## DIRECTIONS:
Every line in the data below from the one containing "Target: white plastic container" down to the one containing "point(833, 742)", both included, must be retyped exactly; no other line is to appear.

MATERIAL PROVIDED START

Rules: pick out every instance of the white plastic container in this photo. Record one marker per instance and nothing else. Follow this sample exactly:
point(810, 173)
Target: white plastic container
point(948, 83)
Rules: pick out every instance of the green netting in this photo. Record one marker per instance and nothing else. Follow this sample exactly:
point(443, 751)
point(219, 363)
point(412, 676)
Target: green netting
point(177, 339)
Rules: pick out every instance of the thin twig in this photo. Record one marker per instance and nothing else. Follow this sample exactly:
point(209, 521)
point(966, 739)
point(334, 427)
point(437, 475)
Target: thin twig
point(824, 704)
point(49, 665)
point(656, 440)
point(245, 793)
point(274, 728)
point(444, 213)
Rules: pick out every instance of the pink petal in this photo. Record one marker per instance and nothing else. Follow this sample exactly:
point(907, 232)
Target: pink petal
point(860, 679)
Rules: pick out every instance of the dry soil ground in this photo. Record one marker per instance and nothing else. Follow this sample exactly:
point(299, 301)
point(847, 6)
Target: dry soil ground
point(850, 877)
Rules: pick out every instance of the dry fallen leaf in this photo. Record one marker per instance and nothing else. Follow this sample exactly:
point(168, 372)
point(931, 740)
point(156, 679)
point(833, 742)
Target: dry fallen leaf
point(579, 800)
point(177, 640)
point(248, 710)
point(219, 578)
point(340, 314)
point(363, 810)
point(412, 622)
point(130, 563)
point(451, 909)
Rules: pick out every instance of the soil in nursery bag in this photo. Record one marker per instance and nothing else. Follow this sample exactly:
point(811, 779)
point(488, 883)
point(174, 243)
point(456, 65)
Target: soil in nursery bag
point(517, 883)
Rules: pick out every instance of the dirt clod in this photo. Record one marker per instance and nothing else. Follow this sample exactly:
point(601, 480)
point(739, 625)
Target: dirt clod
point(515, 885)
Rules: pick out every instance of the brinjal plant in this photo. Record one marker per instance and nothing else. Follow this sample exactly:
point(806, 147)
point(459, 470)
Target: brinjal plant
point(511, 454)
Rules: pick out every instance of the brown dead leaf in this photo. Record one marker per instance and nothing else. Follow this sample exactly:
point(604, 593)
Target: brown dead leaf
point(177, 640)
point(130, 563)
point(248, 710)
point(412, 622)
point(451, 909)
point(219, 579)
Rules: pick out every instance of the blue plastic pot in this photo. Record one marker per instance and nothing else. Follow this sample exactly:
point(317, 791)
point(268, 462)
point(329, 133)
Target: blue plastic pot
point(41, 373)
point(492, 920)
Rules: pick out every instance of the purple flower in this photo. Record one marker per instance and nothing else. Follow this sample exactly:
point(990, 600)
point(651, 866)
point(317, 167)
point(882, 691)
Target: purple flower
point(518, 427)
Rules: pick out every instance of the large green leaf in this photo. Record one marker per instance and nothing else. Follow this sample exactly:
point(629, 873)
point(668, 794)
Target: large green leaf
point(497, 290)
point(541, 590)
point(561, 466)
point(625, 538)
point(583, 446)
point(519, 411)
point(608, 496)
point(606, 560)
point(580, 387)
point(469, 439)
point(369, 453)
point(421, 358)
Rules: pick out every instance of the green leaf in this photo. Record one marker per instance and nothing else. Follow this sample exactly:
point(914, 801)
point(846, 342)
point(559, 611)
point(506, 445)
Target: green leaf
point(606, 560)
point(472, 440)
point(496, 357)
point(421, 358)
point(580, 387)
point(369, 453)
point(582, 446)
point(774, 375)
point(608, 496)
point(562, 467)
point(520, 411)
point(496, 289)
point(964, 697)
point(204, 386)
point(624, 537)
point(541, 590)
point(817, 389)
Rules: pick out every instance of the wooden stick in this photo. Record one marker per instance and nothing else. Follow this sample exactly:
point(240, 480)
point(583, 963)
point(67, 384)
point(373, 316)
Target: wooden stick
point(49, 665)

MATERIAL PROVIDED END

## OUTPUT BELOW:
Target: white plastic container
point(948, 83)
Rules: pick out every instance of the green netting in this photo. Record one marker per instance and nothing else. Follow this sample exactly:
point(443, 751)
point(219, 363)
point(412, 676)
Target: green netting
point(177, 339)
Rules: pick out every instance of the thin twig in this photo. Record one marker per instance and nothing else. Follow this sample exactly:
point(209, 521)
point(966, 739)
point(334, 427)
point(437, 475)
Target: thin twig
point(824, 704)
point(49, 665)
point(656, 440)
point(245, 793)
point(274, 728)
point(444, 213)
Rules: pick out every instance of the pink petal in this photo. Record one marker per instance and nothing else. Follow this sample exactly:
point(907, 232)
Target: pink petal
point(860, 679)
Rules: pick out every instance of the dry soil ground in this photo. Record one marker per instance and nothing else. Follow this sample exactly:
point(299, 301)
point(847, 6)
Target: dry soil ground
point(850, 877)
Rules: pick out every instance of the dry fallen leaf in this photo. Record one marker per instance and nothing else. Follow this sample exactly:
point(168, 372)
point(931, 740)
point(156, 679)
point(833, 742)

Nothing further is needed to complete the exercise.